:: TRAVAIL À FAIRE ::
1 > Répondez aux questions suivantes sur le texte sur l'œuvre de l'Esprit.
(a) Que serait l'œuvre de l'Esprit si elle n'était pas précédée de l'œuvre du Verbe ?
(b) Quelle référence de l'Évangile de Jean accompagne la citation grecque qui définit le rôle du Saint-Esprit dans le monde christianisé ?
(c) Sur quels trois objets porte l'opération de conviction du Saint-Esprit dans la partie de l'humanité évangélisée ?
2 > Fournissez la suite du texte sur l'œuvre de l'Esprit, en commençant après sa dernière phrase.

### SOURCE ###

Mais d’un autre côté, le fait externe, historique et phénoménal du salut, l’œuvre du Verbe fait chair n’eût pas suffi sans l’action intérieure, assimilatrice et individualisatrice de l’Esprit. Il n’eût pas suffi que l’œuvre fût réalisée objectivement en Christ mort, ressuscité et élevé dans le ciel, si elle ne se fût répétée dans le for intime de chaque individu croyant ; car alors, destinée à tous, elle ne profiterait à personne. Il fallait que l’Esprit divin remplaçât le Verbe incarné pour refaire dans chaque croyant ce que le Verbe avait fait dans l’histoire. Il faut que le Christ glorifié dans le ciel soit glorifié à nouveau, et pour ainsi dire, distribué dans chaque personnalité humaine (Jean 6. 48-58 ; 16.14). Il faut que le Christ pour nous devienne le Christ en nous. Il a fallu que Pentecôte suivit Pâques, comme il avait fallu que Pâques précédât Pentecôte.
L’œuvre de l’Esprit non précédée de l’œuvre du Verbe serait magique ; l’œuvre du Verbe non suivie de celle de l’Esprit serait stérile.
Mais l’action de l’Esprit depuis la Pentecôte se différencie selon qu’elle s’exerce dans le monde christianisé ou dans l’Eglise des croyants.
α. Activité de l’Esprit dans le monde christianisé depuis la Pentecôte.
L’Esprit exerce depuis la Pentecôte une activité permanente dans le monde christianisé, c’est-à-dire dans toute la partie de l’humanité où le nom de Christ est annoncé et où les sacrements de la nouvelle alliance sont administrés ; et cette action se distingue spécifiquement à la fois de celle qui a précédé l’apparition de Christ, et de celle qu’il exerce jusqu’à aujourd’hui dans le monde encore étranger à toute influence de l’Evangile.
Jésus-Christ a défini lui-même le rôle du Saint-Esprit dans le monde christianisé depuis la Pentecôte jusqu’à son retour dans les trois termes suivants : Καὶ ἐλθὼν ἐκεῖνος ἐλέγξει τὸν κόσμον περὶ ἁμαρτίας καὶ περὶ δικαιοσύνης καὶ περὶ κρίσεως Jean 16.8).
L’action du Saint-Esprit dans la partie de l’humanité évangélisée, même à l’égard des individus inconvertis qui se trouvent en majorité dans son sein, est une opération de conviction portant sur trois objets : le péché du monde meurtrier de Christ, la justice de Christ, la sainte victime du monde, et le jugement du Prince de ce monde (Jean 16.9-11), dont l’inimitié meurtrière contre le Fils de Dieu, de mieux en mieux reconnue et démasquée depuis la Pentecôte, prélude à sa défaite finale (Jean 12.31).

### DONNÉES EXTRAITES ###

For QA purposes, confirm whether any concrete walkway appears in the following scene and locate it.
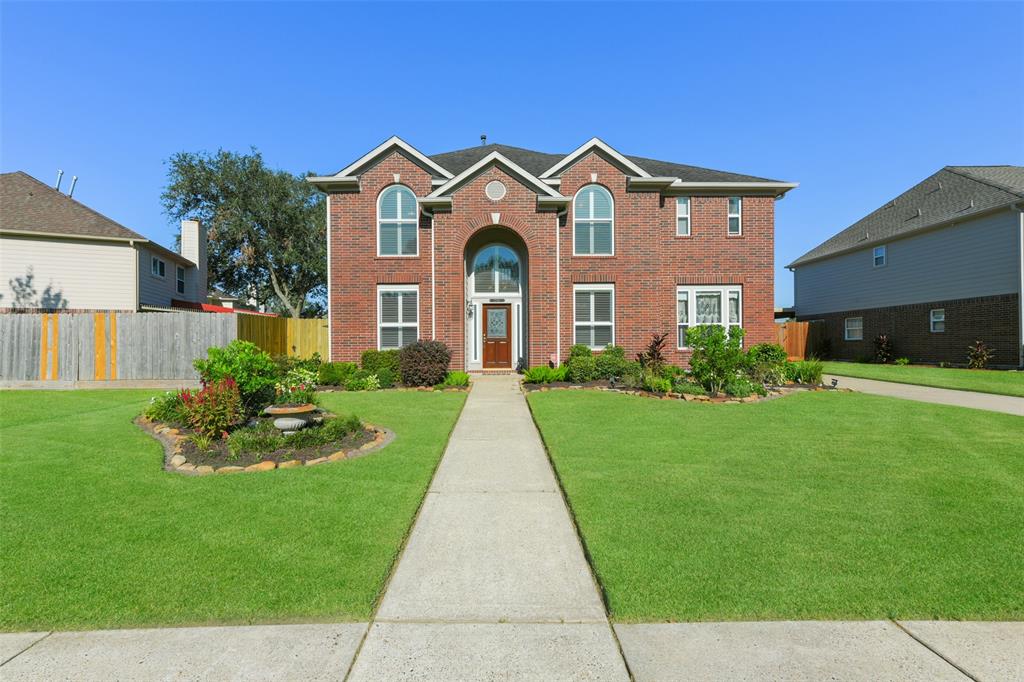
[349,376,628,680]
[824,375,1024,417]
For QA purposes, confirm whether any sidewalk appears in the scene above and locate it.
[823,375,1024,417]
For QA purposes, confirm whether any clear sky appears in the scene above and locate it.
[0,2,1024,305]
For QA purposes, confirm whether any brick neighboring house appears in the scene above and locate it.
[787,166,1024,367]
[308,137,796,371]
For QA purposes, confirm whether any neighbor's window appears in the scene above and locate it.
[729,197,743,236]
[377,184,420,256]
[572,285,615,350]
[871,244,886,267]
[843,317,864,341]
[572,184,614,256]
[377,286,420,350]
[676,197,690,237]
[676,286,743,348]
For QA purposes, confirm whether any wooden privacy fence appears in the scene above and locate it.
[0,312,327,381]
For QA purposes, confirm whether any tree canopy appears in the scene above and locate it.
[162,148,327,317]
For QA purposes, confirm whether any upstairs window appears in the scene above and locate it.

###
### DONNÉES EXTRAITES ###

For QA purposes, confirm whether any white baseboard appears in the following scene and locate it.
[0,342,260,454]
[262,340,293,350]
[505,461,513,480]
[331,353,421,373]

###
### DONNÉES EXTRAITES ###

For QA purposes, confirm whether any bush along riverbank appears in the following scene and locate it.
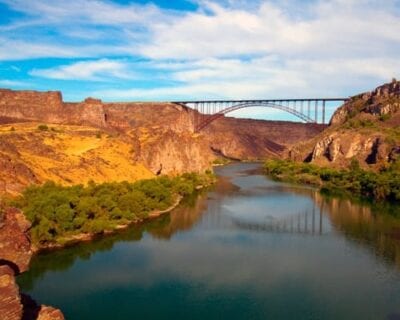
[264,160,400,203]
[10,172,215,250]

###

:: CORRIGÉ ::
1 >
(a) Elle serait magique.
(b) Jean 16.8.
(c) Le péché du monde meurtrier de Christ, la justice de Christ, la sainte victime du monde, et le jugement du Prince de ce monde.

2 >
Nous sommes donc dans cette période de lente incubation correspondant dans le domaine de l’histoire à celle qui a eu lieu dans le domaine de la nature (Genèse 1.2), où l’Esprit, en soumettant le monde lui-même au charme de la croix, et arrachant l’hommage à rendre à la justice de Christ des lèvres même de ses adversaires, fraie silencieusement les voies à Celui qui n’est remonté visible au ciel que pour en redescendre visible, glorieux et reconnu de toute la terre. Cette action latente de l’Esprit de Christ dans le monde est la cause de ce qu’on appelle la civilisation chrétienne, cet ensemble d’institutions, de mœurs et de lois, qui sans relever directement de la foi chrétienne, ont cependant été inspirés par elle ; c’est la longue période que Jésus a prédite dans la parabole du levain (Luc 13.21).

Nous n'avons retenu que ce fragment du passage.